Print each of the lines below verbatim, leaving every character unchanged.

## start Material supplied

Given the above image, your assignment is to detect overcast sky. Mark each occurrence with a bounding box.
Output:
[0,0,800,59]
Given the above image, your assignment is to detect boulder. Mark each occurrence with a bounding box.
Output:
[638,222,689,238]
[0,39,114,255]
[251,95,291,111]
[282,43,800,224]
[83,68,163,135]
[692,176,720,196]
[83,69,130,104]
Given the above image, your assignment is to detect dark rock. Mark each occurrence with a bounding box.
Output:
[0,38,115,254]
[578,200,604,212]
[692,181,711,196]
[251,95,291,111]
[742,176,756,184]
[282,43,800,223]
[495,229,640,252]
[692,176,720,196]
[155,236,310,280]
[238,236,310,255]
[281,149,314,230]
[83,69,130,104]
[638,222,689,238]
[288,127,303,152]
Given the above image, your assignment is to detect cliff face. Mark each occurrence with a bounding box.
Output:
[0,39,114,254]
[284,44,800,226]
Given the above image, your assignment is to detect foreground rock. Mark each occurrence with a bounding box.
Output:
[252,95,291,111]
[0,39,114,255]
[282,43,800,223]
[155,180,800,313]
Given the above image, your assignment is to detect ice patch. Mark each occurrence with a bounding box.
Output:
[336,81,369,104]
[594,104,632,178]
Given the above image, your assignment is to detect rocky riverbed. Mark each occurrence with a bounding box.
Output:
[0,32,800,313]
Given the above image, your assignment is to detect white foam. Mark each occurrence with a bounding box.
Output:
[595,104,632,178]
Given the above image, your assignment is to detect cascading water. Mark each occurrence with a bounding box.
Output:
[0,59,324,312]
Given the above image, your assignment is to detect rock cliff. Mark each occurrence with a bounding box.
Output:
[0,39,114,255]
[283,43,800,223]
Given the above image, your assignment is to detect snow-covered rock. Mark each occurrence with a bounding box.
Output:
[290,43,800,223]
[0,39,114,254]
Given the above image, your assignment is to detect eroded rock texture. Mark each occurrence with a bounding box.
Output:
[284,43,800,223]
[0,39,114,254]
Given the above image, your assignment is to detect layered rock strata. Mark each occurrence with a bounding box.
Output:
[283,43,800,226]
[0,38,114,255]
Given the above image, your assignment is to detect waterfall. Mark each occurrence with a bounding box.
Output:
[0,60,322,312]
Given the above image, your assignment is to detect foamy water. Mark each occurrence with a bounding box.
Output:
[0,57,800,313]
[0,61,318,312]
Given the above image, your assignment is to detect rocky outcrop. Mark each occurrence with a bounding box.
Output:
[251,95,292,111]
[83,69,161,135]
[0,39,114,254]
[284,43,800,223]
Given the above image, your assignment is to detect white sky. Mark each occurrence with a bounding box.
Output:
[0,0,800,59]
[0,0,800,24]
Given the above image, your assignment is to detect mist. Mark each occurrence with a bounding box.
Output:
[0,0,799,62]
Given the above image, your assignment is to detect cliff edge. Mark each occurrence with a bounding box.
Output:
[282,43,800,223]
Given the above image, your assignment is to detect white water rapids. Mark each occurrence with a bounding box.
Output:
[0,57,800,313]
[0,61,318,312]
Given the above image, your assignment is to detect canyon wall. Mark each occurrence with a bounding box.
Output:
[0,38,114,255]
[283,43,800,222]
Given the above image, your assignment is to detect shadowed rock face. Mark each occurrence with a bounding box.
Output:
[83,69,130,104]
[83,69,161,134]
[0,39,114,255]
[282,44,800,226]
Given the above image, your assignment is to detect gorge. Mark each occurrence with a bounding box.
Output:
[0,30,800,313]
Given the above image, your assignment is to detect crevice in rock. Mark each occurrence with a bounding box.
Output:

## end Material supplied

Answer in full:
Given the above image, your assignment is to detect overcast sky. Mark each occurrence with a bounding box.
Output:
[0,0,800,59]
Given the above image, your assignment is to detect boulder. Mark each occurrence with a bounding box.
Output:
[638,222,689,238]
[0,39,114,255]
[251,95,291,111]
[282,43,800,224]
[83,68,163,135]
[692,176,720,196]
[83,69,130,104]
Given the above image, your assignment is to detect dark rock. Mark each occurrence with a bounding box.
Output:
[0,38,115,254]
[578,200,604,212]
[692,181,711,196]
[251,95,291,111]
[742,176,756,184]
[282,43,800,223]
[495,229,640,252]
[692,176,720,196]
[155,236,310,280]
[238,236,310,255]
[281,149,314,230]
[83,69,130,104]
[638,222,689,238]
[288,127,303,152]
Given the above image, your assignment is to detect cliff face. Mark each occurrence with a bounding box.
Output:
[0,39,114,254]
[284,44,800,226]
Given the above image, your assignment is to detect foreground rock. Mark each occurrence with a bounding box.
Output:
[252,95,291,111]
[0,39,114,255]
[282,43,800,223]
[155,180,800,313]
Given the above image, your assignment is to detect ice patch. Mark each occurrence with a bounding box.
Output:
[336,81,369,104]
[594,104,632,178]
Given the above image, your assignment is to detect rocky riverbed. Mark each occurrence with a bounding box.
Output:
[0,32,800,313]
Given the above image, your assignment is to detect white foam. Mark each occurrence with a bounding box.
Output:
[595,104,632,178]
Given the above image, your assignment is to detect cascading water. Mark each occurrence with a bounding box.
Output:
[0,59,324,312]
Given the above image, your assignment is to detect rock cliff. Mark each occurrence with a bounding box.
Output:
[0,39,114,255]
[283,43,800,223]
Given the above image, your assignment is to detect snow-covered rock. Mark each occurrence with a bounding box.
Output:
[290,43,800,223]
[0,39,114,254]
Given the above image, your assignment is to detect eroded rock texture. Mark each occurrence with a bounding box.
Output:
[284,43,800,223]
[0,39,114,254]
Given the above image, your assignment is to detect layered rock strata. Mark each occurrence with a bounding box.
Output:
[283,43,800,226]
[0,38,114,255]
Given the above image, your assignment is to detect waterfall. Mark each occurrence with a bounding box.
Output:
[0,60,322,312]
Given the above image, your assignment is to detect foamy water. Mark each occurrence with a bounding box.
Output:
[0,57,800,313]
[0,61,318,312]
Given the above image, your assignment is to detect rocky outcrop. Mark each occurrence with a bounding box.
Output:
[251,95,292,111]
[83,69,161,135]
[0,39,114,254]
[284,43,800,223]
Given the above image, your assignment is to detect white sky. Mark each occurrence with a bounding box.
Output:
[0,0,800,59]
[0,0,800,24]
Given the above image, your assignment is to detect mist. Mark each occurrence with a bounding box.
Output:
[0,0,799,62]
Given the above image, your assignment is to detect cliff edge. Mark each occurrence with a bounding box.
Output:
[282,43,800,223]
Given the above image, your assignment is to detect white water rapids. Mark each occurrence with a bounding box.
Output:
[0,57,800,313]
[0,61,318,312]
Given the above image, your assignment is to detect canyon wall. Mark each occurrence with a bounding box.
Output:
[0,38,114,255]
[283,43,800,222]
Given the above image, your assignment is to detect shadowed rock face. Mark each occurrence with a bounding box.
Output:
[83,69,130,104]
[83,69,161,134]
[0,39,114,255]
[282,44,800,226]
Given the above image, your assignment is to detect gorge. Mark each occurrence with a bounding box.
Output:
[0,30,800,313]
Given the above image, your assignment is to detect crevice in rock. Mark each occurrence with a bounding box.
Output:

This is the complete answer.